→ **EXERCISE REQUIREMENTS**
Edit the rows below so that every "Query" reads "Prompt", keeping everything else unchanged.

→ **TASK INPUT**

########

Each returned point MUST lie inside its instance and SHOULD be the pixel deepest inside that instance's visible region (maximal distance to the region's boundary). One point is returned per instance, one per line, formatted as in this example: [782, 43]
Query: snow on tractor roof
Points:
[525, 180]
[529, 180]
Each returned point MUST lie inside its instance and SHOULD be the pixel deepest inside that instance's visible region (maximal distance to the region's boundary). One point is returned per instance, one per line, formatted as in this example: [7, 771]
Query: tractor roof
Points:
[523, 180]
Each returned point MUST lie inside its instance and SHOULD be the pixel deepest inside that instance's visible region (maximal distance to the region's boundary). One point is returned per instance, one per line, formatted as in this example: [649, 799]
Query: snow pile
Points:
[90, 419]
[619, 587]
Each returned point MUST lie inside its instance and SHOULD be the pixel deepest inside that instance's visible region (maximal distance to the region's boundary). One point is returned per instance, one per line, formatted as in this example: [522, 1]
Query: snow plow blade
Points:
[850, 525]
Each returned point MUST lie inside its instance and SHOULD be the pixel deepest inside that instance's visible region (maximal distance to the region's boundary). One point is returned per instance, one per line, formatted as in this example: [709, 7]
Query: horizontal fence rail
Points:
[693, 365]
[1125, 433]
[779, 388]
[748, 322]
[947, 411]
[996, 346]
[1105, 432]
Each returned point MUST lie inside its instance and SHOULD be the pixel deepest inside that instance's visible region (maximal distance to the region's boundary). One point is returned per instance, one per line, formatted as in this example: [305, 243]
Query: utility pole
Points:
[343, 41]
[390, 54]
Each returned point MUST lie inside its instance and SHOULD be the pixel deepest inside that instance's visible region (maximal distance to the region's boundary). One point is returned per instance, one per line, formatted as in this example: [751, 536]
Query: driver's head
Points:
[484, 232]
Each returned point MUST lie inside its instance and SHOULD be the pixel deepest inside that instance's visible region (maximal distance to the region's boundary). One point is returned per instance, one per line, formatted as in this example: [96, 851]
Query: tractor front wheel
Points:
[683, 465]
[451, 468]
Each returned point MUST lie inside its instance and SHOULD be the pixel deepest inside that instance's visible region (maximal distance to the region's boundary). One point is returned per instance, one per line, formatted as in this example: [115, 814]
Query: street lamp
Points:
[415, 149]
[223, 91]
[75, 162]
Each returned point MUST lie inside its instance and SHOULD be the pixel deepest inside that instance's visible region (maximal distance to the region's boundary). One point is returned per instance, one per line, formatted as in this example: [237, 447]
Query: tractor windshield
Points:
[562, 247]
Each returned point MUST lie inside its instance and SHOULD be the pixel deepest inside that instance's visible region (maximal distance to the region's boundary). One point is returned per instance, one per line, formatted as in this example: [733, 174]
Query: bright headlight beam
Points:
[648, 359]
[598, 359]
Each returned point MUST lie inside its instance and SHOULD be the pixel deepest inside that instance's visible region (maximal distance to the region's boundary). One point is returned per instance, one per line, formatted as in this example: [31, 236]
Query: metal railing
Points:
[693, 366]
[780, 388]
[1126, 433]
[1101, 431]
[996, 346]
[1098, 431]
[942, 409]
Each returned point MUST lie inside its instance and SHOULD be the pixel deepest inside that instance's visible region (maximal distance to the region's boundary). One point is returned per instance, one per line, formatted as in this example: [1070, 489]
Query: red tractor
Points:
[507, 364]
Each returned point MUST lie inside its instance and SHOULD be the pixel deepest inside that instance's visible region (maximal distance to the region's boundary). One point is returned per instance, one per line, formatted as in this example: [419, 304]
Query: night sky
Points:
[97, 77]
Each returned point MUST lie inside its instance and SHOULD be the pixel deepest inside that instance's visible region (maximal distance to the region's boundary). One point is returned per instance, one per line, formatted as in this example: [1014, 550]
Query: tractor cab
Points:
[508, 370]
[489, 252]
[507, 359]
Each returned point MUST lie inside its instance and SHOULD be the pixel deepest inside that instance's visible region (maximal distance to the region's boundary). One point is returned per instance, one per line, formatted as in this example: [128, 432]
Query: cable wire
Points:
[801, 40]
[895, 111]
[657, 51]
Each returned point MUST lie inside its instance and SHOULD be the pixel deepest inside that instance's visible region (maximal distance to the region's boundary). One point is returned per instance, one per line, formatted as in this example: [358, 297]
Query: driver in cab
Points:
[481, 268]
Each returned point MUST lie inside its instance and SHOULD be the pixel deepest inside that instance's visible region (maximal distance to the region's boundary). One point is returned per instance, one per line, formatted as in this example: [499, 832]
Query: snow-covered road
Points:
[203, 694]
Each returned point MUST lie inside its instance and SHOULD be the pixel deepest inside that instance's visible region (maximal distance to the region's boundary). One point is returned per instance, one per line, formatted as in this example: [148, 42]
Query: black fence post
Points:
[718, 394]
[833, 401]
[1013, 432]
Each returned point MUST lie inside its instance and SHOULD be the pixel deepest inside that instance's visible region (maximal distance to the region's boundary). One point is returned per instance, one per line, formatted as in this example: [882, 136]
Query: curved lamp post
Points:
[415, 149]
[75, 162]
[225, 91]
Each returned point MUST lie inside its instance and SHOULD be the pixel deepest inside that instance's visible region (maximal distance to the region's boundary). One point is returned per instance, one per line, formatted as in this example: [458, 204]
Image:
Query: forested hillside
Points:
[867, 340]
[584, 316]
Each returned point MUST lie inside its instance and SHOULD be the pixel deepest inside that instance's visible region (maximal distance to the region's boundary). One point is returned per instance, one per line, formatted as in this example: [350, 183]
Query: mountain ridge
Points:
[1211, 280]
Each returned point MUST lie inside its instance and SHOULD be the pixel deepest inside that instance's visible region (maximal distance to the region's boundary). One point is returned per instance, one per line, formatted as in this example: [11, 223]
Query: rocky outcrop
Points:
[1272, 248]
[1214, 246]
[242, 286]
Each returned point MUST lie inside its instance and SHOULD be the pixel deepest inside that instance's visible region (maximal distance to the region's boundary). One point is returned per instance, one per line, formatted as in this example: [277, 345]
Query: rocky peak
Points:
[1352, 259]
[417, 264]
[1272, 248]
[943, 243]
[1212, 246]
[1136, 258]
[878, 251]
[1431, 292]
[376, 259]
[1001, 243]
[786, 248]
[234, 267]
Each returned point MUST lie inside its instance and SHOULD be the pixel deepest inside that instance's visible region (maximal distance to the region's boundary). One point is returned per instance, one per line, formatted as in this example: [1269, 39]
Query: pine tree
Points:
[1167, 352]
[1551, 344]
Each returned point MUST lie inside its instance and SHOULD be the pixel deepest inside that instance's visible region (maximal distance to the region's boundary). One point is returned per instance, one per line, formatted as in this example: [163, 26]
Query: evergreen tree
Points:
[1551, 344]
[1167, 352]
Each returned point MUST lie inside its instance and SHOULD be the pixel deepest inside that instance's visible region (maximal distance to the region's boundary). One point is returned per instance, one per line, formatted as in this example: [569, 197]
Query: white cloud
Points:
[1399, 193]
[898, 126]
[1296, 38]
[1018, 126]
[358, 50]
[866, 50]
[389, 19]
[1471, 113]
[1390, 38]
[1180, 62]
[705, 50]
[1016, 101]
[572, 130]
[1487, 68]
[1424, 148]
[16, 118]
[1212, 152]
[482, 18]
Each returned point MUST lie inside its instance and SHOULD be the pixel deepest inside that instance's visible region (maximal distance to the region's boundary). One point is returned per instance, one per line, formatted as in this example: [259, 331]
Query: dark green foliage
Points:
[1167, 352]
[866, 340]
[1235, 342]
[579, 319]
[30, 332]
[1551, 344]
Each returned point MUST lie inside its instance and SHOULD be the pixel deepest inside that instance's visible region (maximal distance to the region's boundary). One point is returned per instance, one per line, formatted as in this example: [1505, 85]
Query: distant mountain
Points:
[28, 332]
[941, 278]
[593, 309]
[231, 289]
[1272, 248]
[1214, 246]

########

→ **ANSWER FOR THE TASK**
Each returned point MUST lie inside its instance and SHOULD be the pixel deepest inside that instance's visible region (maximal distance to the region's boundary). One point is returned per instance, one per line, formatted as in this example: [782, 43]
Prompt: snow on tractor roof
Points:
[525, 180]
[529, 180]
Each returned point MUST lie inside its instance and SHOULD be the pixel deepest inside that instance's visible region (maximal distance to the region's boundary). One point is returned per instance, one per line, formatted as in this example: [7, 771]
Prompt: tractor roof
Points:
[523, 180]
Each returned point MUST lie inside its instance and SHOULD be the pixel deepest inside that instance's visible region (maximal distance to the region's boundary). One point is returned per instance, one per line, formatted as in this example: [649, 799]
Prompt: snow pile
Points:
[90, 419]
[619, 587]
Each returned point MUST lie inside its instance and SHOULD be the pixel deepest inside that instance's visible region (maximal distance to the region's boundary). One point is returned per instance, one per line, formatted as in this example: [522, 1]
Prompt: snow plow blade
Points:
[850, 525]
Each returned point MUST lie inside its instance and SHOULD be the pixel deepest inside that instance's visible region (maximal distance to the region's boundary). One point is returned per instance, one per line, formatted as in this example: [709, 7]
Prompt: horizontal fence rail
Points:
[693, 365]
[1125, 433]
[779, 388]
[748, 322]
[947, 411]
[996, 346]
[1105, 432]
Each returned point MUST lie inside its instance and SHOULD be the pixel deepest inside that instance's visible region (maximal distance to the region's boundary). One point is returned per instance, one per line, formatted as in this example: [305, 243]
Prompt: utility pole
Points:
[343, 41]
[390, 54]
Each returned point MUST lie inside its instance and SHOULD be the pixel deepest inside that instance's visible region (maximal distance to the region's boundary). One point is returned per instance, one per line, formatted as in this example: [751, 536]
Prompt: driver's head
Points:
[484, 232]
Each returned point MUST lie inside its instance and SHOULD be the pixel deepest inside that instance's visible region (maximal distance to the region's boundary). One point is returned per instance, one per line, formatted as in this example: [96, 851]
Prompt: tractor front wheel
Points:
[683, 465]
[451, 468]
Each returned point MUST lie inside its instance and SHOULD be the pixel deepest inside that instance's visible region (maximal distance to the region's boundary). One point is returned per instance, one per line, formatted as in this example: [115, 814]
Prompt: street lamp
Points:
[415, 149]
[223, 91]
[75, 162]
Each returned point MUST lie inside its instance and SHOULD be the pixel deepest inside that instance's visible region (maximal distance to the region's boundary). One point is returned per instance, one per line, formatted as in this example: [237, 447]
Prompt: tractor windshield
Points:
[562, 247]
Each returned point MUST lie inside its instance and SHOULD be the pixel deepest inside that instance's visible region (maximal distance to the region's boundary). One point is returned per instance, one per line, formatted as in this example: [733, 174]
Prompt: bright headlight beam
Points:
[648, 359]
[598, 359]
Each returned point MUST lie inside its instance and SHOULD be the pixel deepest inside that instance's visible region (maximal distance to the region's boundary). One point is returned per instance, one per line, formatted as in this example: [31, 236]
Prompt: metal railing
Points:
[693, 366]
[780, 388]
[1126, 433]
[1101, 431]
[996, 346]
[1098, 431]
[942, 409]
Each returned point MUST lie inside its instance and SHOULD be the pixel deepest inside that instance's visible region (maximal distance to the region's boundary). One point is returned per instance, one per line, formatted as in this example: [1070, 489]
Prompt: red tractor
Points:
[507, 364]
Each returned point MUST lie inside its instance and SHOULD be the pixel deepest inside that instance's visible region (maximal distance to the region's boundary). One point is returned per instance, one per line, formatted as in this example: [419, 304]
Prompt: night sky
Points:
[97, 77]
Each returned point MUST lie inside its instance and SHOULD be the pixel deepest inside that instance's visible region (maximal distance to the region's boundary). One point is returned per instance, one per line, formatted as in this example: [1014, 550]
Prompt: tractor cab
Points:
[508, 370]
[489, 252]
[507, 359]
Each returned point MUST lie inside its instance and SHOULD be the pixel deepest inside that instance's visible region (maximal distance to the region's boundary). One point is returned per instance, one per line, formatted as in this example: [128, 432]
Prompt: cable wire
Points:
[801, 40]
[895, 111]
[657, 51]
Each returned point MUST lie inside its instance and SHOULD be the pixel deepest inside that instance's visible region (maximal distance to the region's boundary). One point is returned per instance, one per line, formatted as in this example: [358, 297]
Prompt: driver in cab
Points:
[481, 268]
Each returned point MUST lie inside its instance and SHOULD be the pixel deepest inside that instance's visible region (maximal distance to the region's boundary). One point is returned per instance, one per line, formatted as in this example: [499, 832]
Prompt: snow-covered road
Points:
[203, 694]
Each returned point MUST lie inside its instance and SHOULD be the pixel deepest inside that instance's visible region (maximal distance to the region's boundary). One point is returned per instance, one per line, formatted as in this example: [148, 42]
Prompt: black fence post
Points:
[718, 394]
[833, 401]
[1013, 432]
Each returned point MUST lie inside its instance and SHOULD be the pixel deepest inside that instance's visible region (maximal distance to the region's boundary). One point is returned per instance, one per line, formatted as in this example: [882, 136]
Prompt: curved lamp post
Points:
[415, 149]
[75, 162]
[225, 91]
Each returned point MUST lie inside its instance and SHOULD be the pixel deepest inside that instance's visible region (maximal distance to the region's boundary). One point is returned per instance, one per line, formatted as in this example: [458, 204]
Image:
Prompt: forested hillside
Points:
[867, 340]
[584, 316]
Each returned point MUST lie inside its instance and SHOULD be the pixel deepest inside that instance's visible region (maximal distance to the region's boundary). One point is returned per instance, one per line, formatted as in this example: [350, 183]
Prompt: mountain ridge
Points:
[1211, 280]
Each returned point MUST lie inside its instance and SHOULD be the pixel deepest inside that instance's visible region (maximal distance to the region's boundary). One point is returned per instance, one per line, formatted as in this example: [11, 223]
Prompt: rocky outcrop
Points:
[1272, 248]
[1214, 246]
[242, 286]
Each returned point MUST lie inside its instance and SHOULD be the pixel deepest inside that instance's visible region (maximal distance to the region's boundary). One point is returned per instance, one per line, formatted as in this example: [277, 345]
Prompt: rocky peak
Points:
[1352, 259]
[417, 264]
[1272, 248]
[943, 243]
[1212, 246]
[1136, 258]
[878, 251]
[1431, 292]
[376, 259]
[1001, 243]
[786, 248]
[234, 267]
Each returned point MUST lie inside its instance and SHOULD be the pixel deepest inside that instance's visible region (maximal distance to the region's boundary). One point is returned per instance, one per line, formatted as in this example: [1269, 39]
Prompt: pine tree
Points:
[1167, 352]
[1551, 344]
Each returned point MUST lie inside its instance and SHOULD be the pixel deepest inside that instance's visible region (maximal distance to the region's boundary). One point is returned per instance, one per line, formatted as in this example: [163, 26]
Prompt: evergreen tree
Points:
[1551, 344]
[1167, 352]
Each returned point MUST lie inside its instance and SHOULD be the pixel deepest inside that instance's visible region (maximal distance to the region's boundary). One point is returned per instance, one per line, formatted as in this example: [569, 197]
Prompt: white cloud
Points:
[1399, 193]
[898, 126]
[1296, 38]
[1018, 126]
[358, 50]
[866, 50]
[389, 19]
[1471, 113]
[1390, 38]
[1180, 62]
[705, 50]
[1016, 101]
[572, 130]
[1487, 68]
[1424, 148]
[16, 118]
[1212, 152]
[482, 18]
Each returned point MUST lie inside its instance and SHOULD be the pixel deepest inside that instance's visible region (maximal distance to the region's boundary). One point is returned per instance, one per line, formatted as in this example: [259, 331]
Prompt: dark green foliage
Points:
[1167, 352]
[866, 340]
[1235, 342]
[579, 319]
[30, 332]
[1551, 344]
Each returned point MUST lie inside its instance and SHOULD be the pixel deepest inside that instance's visible region (maximal distance to the region's boundary). One point is returned per instance, one per line, formatted as in this example: [1505, 85]
Prompt: distant mountain
Points:
[28, 332]
[941, 278]
[593, 309]
[231, 289]
[1272, 248]
[1214, 246]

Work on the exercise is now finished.